- _Short exercise_
Please filter the data below and copy out every line that contains the string "tanker", treating uppercase and lowercase as different.
** start of Data supplied **
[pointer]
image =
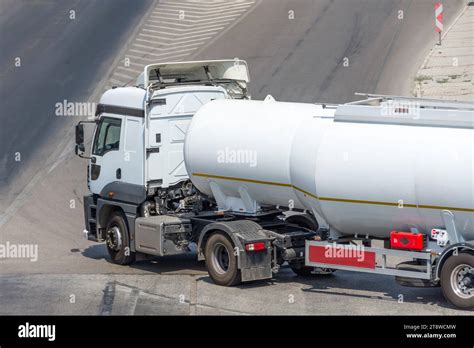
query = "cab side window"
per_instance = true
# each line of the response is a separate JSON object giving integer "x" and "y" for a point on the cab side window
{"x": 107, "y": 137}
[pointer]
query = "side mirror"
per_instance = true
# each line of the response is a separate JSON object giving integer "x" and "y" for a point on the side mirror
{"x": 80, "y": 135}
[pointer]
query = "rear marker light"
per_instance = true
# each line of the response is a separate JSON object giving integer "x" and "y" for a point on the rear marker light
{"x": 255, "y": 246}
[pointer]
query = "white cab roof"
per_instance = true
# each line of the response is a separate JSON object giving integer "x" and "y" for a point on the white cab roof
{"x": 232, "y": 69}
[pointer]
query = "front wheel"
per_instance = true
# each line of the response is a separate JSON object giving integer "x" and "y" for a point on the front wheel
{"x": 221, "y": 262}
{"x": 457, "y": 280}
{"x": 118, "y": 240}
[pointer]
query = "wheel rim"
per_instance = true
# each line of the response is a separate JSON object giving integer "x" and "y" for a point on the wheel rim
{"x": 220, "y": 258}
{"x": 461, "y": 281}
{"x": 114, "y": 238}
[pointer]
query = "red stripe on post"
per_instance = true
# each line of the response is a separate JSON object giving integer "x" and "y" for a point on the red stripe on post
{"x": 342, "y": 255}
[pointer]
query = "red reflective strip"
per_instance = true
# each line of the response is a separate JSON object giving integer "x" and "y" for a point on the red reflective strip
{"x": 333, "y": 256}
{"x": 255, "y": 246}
** end of Data supplied **
** start of Data supplied **
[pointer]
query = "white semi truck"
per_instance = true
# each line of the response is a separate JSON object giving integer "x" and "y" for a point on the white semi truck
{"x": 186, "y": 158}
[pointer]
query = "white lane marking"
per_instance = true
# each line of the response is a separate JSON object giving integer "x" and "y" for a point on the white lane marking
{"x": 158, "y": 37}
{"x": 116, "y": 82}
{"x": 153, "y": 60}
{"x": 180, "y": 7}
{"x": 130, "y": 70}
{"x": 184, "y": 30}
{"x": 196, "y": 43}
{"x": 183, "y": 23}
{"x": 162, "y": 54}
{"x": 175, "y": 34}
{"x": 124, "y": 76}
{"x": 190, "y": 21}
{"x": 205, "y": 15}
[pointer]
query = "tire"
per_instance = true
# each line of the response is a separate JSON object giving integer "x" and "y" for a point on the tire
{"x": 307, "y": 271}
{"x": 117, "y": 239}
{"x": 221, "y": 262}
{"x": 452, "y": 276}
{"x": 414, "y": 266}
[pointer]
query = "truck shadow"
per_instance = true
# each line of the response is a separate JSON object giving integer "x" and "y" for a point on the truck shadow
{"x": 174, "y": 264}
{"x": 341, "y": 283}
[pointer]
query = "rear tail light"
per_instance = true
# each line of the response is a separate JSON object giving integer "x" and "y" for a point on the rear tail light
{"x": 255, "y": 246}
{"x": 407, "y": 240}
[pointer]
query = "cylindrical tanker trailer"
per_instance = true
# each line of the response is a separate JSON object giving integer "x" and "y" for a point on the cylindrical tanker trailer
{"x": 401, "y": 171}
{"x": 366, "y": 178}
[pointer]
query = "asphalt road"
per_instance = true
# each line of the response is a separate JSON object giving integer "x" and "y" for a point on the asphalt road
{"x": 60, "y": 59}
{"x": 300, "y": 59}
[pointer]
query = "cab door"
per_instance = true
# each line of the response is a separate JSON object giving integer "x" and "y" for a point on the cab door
** end of Data supplied **
- _Exercise answer_
query = "cylindrical tanker trailer"
# each line of the response is a separate JSON object giving integer "x" and "y" for a point on the cylindrical tanker trailer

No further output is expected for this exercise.